──────── EXCERPT TO READ ────────

Now, throughout history religion has most aptly been expressed in the symbolism of poetry since the symbols of the aesthetic are open to more than just a rational way of thinking. The entire mind is engaged in the apprehension of symbols, providing a more complete entrance to the individual’s inner life. Perhaps this is why science is received coldly by many today because it cannot fulfill the role of a rich mythology addressing not only what is rational in the human being but also what is intuitive, emotional and the like.

The human need to find expression of his intimate experience of the cosmos is not a theory since history supplies us with sufficient proof that this has been a solid fact. Virtually every society and civilization that this planet has harbored believed in some mythological view of the universe.

The question now lies in what form will the new mythology take shape? How will the modern human express his undeniable connection to this powerful universe in terms that are accepted by our current intellectual standards, based on skepticism, pragmatism and scientific inquiry?

──────── ENTRIES ────────

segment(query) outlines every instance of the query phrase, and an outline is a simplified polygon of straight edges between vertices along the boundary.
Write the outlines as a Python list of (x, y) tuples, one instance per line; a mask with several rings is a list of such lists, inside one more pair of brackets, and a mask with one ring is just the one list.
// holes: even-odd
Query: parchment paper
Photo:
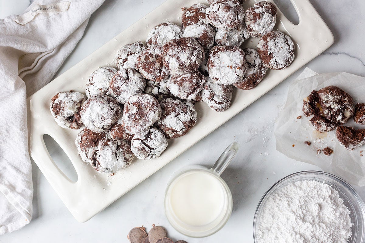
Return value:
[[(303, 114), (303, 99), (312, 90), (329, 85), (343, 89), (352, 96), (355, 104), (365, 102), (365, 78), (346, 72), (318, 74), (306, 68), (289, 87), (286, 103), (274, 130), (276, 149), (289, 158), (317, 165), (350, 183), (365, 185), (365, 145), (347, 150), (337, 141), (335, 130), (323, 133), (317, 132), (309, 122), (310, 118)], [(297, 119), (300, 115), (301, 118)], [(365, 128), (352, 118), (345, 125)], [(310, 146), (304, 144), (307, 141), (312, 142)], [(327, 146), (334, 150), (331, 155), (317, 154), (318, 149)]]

────────
──────── ENTRIES ────────

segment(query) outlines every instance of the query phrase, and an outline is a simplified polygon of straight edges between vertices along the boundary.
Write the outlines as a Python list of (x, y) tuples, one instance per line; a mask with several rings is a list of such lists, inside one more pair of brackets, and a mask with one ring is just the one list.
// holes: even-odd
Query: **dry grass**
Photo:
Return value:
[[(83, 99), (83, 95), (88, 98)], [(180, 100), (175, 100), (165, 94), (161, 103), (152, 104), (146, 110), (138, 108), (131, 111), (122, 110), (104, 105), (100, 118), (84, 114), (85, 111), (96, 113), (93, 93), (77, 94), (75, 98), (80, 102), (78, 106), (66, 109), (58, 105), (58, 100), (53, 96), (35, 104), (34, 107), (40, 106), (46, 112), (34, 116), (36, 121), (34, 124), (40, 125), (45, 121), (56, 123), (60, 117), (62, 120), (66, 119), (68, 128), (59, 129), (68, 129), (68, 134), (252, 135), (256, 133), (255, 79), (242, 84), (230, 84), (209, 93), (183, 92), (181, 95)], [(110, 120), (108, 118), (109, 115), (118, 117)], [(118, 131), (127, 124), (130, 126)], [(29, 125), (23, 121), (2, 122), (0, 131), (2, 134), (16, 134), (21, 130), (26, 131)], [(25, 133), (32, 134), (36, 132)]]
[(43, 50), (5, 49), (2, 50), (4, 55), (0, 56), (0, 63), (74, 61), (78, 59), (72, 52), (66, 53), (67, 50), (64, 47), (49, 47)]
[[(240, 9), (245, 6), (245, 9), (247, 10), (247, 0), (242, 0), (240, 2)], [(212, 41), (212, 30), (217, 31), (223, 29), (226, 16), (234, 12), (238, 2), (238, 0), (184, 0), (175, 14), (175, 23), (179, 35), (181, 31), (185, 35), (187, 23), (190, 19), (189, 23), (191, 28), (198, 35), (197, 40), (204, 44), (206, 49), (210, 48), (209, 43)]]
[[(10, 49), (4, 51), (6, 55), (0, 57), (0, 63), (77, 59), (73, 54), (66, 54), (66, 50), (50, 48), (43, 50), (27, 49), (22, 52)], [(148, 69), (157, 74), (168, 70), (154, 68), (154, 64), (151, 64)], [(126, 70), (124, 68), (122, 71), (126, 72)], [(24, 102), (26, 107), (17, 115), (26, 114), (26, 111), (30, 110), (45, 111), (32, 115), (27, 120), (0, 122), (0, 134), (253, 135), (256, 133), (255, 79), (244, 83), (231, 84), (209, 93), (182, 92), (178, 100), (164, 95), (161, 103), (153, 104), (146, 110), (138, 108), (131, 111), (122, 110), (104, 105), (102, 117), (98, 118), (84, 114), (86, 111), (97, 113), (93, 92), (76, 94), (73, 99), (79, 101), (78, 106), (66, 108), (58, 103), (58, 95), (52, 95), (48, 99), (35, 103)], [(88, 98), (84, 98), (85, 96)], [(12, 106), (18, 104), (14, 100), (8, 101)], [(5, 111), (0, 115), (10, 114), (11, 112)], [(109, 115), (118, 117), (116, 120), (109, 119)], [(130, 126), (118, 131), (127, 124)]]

────────

§ WHAT YOU ARE ASKED TO DO: The passage on religion and mythology names the standards on which current intellectual thinking is based. List each of them.

§ THE RESULT: Skepticism, pragmatism, scientific inquiry